== Raw records ==
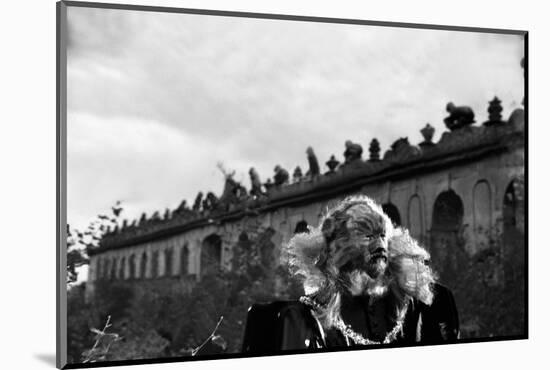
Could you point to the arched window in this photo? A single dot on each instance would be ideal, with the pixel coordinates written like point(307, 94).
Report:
point(168, 262)
point(513, 207)
point(184, 260)
point(446, 235)
point(113, 268)
point(132, 262)
point(267, 247)
point(99, 268)
point(155, 264)
point(143, 266)
point(211, 254)
point(415, 221)
point(482, 214)
point(301, 227)
point(121, 268)
point(106, 268)
point(393, 213)
point(513, 238)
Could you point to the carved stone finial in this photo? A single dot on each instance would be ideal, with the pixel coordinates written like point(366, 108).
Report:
point(297, 175)
point(428, 134)
point(314, 169)
point(353, 152)
point(459, 117)
point(332, 163)
point(198, 202)
point(495, 112)
point(374, 150)
point(210, 201)
point(255, 183)
point(143, 218)
point(281, 176)
point(268, 184)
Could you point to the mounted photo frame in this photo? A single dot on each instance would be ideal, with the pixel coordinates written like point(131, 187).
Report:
point(241, 184)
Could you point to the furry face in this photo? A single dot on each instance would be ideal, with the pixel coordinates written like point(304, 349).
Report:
point(356, 250)
point(359, 248)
===
Task description: Extract all of the lines above word for word, omitting the pictures.

Correct answer:
Could you point to the arched window in this photo? A single dot on each instance would be ideal, with the pixel coordinates written like point(307, 94).
Report:
point(168, 262)
point(513, 207)
point(184, 260)
point(446, 235)
point(113, 268)
point(132, 262)
point(267, 247)
point(99, 268)
point(155, 264)
point(143, 266)
point(211, 254)
point(415, 221)
point(482, 214)
point(301, 227)
point(121, 268)
point(106, 268)
point(393, 213)
point(513, 238)
Could you point to the carved stone finial in this photo? A single dot on each instance would be ideal, with the pixel coordinates written like point(366, 108).
Report:
point(297, 175)
point(428, 134)
point(314, 169)
point(353, 152)
point(459, 117)
point(332, 163)
point(198, 202)
point(495, 112)
point(374, 150)
point(210, 201)
point(255, 183)
point(143, 218)
point(281, 176)
point(268, 184)
Could you point to the mounted photo frame in this photo? A single dot on each instance would be ideal, with the pixel coordinates written like point(131, 187).
Report:
point(241, 184)
Could you point to the furry face in this photo? A single dot on each instance would be ideal, with the pixel coordinates written like point(304, 349).
Report:
point(356, 250)
point(359, 248)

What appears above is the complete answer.